[Records from a dataset]
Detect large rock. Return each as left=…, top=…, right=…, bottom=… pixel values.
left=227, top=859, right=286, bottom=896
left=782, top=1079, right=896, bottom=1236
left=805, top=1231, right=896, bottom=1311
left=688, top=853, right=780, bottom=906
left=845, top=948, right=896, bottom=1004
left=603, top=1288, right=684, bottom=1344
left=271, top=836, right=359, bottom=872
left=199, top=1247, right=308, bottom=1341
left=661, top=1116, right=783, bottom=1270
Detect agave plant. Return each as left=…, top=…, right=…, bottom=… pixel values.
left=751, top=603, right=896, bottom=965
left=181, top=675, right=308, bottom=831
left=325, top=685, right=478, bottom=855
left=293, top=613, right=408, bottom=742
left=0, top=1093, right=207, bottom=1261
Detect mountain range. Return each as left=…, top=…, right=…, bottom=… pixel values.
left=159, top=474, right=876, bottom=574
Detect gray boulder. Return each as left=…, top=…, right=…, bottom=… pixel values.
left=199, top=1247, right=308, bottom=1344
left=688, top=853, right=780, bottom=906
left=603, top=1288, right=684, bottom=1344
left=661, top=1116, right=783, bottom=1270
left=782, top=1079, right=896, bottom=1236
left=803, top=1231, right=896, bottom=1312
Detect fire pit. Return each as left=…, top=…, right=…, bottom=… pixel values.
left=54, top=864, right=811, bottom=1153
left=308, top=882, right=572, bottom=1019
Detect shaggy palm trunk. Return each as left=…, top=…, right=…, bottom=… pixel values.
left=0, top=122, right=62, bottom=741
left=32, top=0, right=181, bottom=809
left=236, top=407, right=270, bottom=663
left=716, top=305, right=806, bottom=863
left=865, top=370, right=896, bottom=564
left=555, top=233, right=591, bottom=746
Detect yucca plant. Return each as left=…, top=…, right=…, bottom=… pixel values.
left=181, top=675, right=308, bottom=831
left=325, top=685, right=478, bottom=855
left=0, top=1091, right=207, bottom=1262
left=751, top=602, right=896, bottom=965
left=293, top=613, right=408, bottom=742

• [Exercise brief]: Count the lines above that contain the word "plant". Reply with the number only.

• [The result]: 2